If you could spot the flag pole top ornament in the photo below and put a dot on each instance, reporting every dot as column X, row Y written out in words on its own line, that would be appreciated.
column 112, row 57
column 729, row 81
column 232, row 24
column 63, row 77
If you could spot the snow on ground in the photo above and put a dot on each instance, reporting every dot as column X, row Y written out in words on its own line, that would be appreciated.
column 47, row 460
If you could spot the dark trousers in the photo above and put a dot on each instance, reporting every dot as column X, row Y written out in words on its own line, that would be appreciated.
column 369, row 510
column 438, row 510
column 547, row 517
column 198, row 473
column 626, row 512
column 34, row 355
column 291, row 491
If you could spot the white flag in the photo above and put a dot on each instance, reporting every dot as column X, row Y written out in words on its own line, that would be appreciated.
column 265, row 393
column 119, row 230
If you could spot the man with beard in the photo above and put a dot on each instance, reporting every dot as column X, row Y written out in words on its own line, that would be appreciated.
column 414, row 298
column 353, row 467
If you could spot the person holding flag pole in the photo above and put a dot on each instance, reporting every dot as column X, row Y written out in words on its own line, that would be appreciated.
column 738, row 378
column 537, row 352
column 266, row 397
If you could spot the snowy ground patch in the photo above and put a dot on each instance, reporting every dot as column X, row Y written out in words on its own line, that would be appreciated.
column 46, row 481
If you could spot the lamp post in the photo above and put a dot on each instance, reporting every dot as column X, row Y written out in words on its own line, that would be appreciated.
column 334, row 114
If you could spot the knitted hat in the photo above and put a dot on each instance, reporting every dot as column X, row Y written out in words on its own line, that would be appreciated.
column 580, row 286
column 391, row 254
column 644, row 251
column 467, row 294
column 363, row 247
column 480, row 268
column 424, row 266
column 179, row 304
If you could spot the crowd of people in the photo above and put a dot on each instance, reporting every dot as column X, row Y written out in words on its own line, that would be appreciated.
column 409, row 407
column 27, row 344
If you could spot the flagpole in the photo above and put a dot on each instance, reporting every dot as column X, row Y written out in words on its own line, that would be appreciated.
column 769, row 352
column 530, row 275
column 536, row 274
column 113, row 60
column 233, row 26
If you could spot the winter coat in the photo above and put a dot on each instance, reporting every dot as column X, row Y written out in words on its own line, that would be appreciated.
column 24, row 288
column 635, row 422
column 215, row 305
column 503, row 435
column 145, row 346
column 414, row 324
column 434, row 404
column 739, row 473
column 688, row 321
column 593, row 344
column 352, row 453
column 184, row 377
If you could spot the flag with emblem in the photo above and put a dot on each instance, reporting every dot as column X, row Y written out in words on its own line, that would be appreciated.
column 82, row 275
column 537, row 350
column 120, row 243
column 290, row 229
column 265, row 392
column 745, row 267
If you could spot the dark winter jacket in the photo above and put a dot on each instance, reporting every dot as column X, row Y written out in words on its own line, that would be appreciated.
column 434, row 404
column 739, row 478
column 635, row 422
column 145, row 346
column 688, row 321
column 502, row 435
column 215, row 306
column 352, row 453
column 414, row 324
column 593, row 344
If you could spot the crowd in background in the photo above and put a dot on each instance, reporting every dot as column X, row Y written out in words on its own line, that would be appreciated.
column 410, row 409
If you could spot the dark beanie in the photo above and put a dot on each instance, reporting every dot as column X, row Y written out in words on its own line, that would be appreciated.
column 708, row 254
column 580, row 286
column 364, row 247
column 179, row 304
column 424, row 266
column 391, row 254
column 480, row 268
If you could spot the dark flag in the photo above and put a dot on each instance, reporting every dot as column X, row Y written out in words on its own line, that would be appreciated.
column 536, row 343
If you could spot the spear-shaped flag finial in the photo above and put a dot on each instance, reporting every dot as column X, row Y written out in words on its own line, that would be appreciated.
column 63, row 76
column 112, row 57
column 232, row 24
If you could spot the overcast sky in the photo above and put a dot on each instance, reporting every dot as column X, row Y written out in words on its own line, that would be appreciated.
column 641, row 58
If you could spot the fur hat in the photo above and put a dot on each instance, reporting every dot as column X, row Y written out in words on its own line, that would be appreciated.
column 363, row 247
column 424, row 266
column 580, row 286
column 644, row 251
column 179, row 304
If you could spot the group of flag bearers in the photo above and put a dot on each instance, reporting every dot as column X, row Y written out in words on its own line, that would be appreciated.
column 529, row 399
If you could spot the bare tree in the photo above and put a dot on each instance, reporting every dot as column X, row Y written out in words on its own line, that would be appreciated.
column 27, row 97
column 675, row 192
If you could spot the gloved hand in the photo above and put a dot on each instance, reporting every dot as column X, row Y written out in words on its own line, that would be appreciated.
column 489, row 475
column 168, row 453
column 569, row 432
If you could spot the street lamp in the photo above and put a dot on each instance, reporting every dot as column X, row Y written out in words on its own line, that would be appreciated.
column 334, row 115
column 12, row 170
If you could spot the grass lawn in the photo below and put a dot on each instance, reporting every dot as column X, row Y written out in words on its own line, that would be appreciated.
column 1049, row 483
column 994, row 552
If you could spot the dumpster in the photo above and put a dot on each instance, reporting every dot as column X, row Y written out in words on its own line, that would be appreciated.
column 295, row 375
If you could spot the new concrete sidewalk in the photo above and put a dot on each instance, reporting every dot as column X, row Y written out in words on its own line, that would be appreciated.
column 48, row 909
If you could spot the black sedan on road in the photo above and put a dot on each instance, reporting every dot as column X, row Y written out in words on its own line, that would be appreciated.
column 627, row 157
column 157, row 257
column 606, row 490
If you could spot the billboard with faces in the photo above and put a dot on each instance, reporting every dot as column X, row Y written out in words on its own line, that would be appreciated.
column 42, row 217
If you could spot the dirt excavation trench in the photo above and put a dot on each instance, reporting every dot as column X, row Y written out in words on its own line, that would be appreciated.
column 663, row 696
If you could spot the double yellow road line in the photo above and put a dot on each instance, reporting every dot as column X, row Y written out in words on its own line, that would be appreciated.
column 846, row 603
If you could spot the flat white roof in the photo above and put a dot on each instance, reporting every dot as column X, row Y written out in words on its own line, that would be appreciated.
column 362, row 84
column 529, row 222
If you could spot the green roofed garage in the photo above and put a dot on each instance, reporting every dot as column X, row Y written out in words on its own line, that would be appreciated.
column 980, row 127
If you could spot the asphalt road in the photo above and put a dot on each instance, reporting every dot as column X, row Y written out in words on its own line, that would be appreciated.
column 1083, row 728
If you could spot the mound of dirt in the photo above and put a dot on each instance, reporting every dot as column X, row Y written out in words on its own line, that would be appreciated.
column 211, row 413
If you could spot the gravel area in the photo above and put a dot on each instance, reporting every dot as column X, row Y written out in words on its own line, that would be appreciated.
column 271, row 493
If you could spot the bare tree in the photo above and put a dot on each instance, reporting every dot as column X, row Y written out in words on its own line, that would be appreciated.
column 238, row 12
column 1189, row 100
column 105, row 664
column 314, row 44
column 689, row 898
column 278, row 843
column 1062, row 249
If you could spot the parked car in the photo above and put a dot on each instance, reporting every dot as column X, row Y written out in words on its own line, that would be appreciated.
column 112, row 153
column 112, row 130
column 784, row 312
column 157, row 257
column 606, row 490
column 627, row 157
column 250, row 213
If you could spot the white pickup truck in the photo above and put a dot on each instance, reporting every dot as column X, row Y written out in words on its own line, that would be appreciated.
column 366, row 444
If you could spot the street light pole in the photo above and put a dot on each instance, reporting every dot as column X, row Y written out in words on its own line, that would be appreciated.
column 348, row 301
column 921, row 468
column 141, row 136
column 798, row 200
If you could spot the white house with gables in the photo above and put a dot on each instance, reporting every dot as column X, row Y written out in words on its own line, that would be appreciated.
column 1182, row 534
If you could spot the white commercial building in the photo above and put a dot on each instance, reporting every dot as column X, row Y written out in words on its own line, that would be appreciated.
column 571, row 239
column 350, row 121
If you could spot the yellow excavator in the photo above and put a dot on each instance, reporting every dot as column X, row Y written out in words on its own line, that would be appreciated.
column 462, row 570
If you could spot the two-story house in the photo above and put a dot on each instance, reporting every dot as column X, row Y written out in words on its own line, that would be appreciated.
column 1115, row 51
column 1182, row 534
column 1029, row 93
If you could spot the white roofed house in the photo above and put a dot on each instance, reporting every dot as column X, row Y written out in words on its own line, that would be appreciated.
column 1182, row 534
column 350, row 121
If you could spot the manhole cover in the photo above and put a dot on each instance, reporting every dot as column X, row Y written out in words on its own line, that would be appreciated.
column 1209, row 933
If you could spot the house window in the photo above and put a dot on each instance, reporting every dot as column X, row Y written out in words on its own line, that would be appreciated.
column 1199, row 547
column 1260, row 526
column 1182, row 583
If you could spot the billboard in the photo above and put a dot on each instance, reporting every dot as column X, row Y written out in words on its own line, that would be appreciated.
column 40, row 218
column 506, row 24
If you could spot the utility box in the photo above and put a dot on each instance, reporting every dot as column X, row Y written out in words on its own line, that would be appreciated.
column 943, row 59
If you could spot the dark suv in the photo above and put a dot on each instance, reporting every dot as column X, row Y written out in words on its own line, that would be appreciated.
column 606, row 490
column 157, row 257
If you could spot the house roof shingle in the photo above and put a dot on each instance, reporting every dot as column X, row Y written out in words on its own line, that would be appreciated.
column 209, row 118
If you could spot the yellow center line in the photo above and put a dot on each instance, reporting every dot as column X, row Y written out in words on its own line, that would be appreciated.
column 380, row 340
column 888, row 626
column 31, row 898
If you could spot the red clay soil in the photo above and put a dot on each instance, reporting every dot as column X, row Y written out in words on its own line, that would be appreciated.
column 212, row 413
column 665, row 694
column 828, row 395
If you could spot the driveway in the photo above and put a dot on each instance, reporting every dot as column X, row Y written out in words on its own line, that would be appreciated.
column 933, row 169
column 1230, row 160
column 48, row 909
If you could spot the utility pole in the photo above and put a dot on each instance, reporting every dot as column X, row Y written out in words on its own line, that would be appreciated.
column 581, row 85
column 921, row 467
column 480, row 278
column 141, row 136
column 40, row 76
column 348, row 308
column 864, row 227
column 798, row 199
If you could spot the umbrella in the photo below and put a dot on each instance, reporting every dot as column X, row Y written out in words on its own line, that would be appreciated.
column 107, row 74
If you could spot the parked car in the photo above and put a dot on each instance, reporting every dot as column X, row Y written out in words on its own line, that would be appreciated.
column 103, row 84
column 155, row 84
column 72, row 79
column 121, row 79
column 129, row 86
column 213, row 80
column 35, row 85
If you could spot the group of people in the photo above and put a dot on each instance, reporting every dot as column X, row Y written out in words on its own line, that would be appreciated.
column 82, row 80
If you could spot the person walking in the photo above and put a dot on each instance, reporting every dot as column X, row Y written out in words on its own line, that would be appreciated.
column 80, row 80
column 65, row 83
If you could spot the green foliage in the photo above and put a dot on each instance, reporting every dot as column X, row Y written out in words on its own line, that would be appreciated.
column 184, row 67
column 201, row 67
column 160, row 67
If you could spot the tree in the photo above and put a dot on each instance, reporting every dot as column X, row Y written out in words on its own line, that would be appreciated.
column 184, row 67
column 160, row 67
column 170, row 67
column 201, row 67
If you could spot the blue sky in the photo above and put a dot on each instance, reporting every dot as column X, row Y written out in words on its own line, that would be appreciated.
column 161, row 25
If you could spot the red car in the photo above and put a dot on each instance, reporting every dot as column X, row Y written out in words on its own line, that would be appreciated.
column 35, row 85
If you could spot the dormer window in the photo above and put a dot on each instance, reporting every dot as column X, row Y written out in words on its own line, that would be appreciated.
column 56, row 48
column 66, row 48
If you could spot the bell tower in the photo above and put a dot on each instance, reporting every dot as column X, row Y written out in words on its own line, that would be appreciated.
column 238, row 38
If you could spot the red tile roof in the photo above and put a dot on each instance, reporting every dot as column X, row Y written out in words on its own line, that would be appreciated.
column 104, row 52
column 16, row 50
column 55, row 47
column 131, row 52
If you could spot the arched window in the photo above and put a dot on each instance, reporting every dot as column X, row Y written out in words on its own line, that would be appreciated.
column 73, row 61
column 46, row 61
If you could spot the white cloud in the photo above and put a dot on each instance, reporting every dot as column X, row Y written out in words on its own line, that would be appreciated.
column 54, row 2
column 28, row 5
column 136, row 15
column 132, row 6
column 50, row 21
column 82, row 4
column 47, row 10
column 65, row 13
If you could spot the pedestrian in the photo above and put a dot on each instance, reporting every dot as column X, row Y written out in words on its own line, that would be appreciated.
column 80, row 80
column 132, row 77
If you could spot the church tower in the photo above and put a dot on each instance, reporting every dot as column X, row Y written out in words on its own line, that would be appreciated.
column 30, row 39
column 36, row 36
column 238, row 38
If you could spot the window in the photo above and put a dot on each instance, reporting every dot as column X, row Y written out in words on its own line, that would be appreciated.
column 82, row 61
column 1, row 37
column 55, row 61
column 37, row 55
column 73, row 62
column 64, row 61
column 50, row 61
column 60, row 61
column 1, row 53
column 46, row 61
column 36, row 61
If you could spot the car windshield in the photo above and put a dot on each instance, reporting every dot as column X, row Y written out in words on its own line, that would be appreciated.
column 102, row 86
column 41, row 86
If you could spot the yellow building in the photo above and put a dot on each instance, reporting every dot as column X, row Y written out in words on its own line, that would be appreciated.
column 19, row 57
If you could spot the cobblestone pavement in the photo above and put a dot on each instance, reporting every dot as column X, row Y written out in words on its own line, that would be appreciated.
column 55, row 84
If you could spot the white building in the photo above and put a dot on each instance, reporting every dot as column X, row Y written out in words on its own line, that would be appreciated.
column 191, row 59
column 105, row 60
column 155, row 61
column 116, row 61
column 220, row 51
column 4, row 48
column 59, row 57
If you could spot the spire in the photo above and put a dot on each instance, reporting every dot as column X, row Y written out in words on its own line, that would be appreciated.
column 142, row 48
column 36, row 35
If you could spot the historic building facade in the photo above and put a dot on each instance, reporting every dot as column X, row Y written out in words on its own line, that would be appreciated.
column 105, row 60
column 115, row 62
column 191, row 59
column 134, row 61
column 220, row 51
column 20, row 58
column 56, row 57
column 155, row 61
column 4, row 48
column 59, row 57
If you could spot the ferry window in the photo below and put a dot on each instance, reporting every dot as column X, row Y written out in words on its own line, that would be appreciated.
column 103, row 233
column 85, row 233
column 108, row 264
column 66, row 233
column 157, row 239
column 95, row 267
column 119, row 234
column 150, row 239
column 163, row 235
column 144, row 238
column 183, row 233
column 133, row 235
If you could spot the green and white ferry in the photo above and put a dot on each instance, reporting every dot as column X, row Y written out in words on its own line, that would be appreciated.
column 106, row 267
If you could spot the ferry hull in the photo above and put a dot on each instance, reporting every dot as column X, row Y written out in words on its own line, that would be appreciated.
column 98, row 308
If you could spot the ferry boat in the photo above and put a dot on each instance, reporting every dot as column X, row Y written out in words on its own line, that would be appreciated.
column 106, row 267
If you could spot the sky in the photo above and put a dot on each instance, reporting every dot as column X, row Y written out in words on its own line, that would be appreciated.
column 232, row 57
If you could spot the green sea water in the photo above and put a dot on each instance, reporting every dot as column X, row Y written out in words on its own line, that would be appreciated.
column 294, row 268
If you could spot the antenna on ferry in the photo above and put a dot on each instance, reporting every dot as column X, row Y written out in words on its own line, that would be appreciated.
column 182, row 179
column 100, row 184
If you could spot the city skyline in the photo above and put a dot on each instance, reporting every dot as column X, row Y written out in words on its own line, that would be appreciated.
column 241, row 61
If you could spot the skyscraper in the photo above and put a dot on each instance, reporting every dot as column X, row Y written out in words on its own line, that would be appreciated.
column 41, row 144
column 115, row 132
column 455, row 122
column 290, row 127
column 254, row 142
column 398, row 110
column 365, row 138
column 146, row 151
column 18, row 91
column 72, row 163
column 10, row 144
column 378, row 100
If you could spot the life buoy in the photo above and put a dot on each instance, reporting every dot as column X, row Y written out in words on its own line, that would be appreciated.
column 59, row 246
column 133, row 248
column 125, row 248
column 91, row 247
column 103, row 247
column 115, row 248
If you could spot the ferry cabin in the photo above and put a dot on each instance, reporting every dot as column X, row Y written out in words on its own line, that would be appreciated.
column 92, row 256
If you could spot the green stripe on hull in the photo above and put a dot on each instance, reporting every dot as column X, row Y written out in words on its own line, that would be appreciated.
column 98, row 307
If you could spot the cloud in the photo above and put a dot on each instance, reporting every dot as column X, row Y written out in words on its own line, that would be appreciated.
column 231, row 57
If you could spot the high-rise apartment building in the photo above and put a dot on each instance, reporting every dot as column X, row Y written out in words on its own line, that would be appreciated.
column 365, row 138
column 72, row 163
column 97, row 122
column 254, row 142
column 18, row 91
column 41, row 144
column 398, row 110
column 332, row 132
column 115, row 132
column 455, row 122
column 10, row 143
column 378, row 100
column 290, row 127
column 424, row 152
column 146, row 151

+++

__YOUR OBJECTIVE__. Could you swap "dumpster" for "garbage container" in everything from the line containing "If you could spot the grass" down to the line containing "column 663, row 696", and return only that stretch with all else left the same?

__EXERCISE OUTPUT__.
If you could spot the grass lawn in the photo below and put a dot on each instance, reporting every dot as column X, row Y written out in words on its own line, that would be appreciated.
column 1049, row 483
column 994, row 552
If you could spot the garbage container in the photo above and put a dot on each instance, reporting every dot as column X, row Y written out in words on its own line, that would be appreciated.
column 295, row 375
If you could spot the new concrete sidewalk in the photo above and put a dot on each instance, reporting every dot as column X, row Y written out in words on its own line, that would be appreciated.
column 48, row 909
If you could spot the black sedan on road in the photo above and put a dot on each instance, reporting every dot as column X, row Y written out in words on its own line, that would be appreciated.
column 627, row 157
column 157, row 257
column 606, row 490
If you could spot the billboard with faces in the photo above and put a dot on each instance, reporting every dot as column X, row Y written out in words on its own line, that would be appreciated.
column 42, row 217
If you could spot the dirt excavation trench in the photo above and put a dot on each instance, reporting every dot as column X, row Y written out in words on its own line, that would be appreciated.
column 663, row 696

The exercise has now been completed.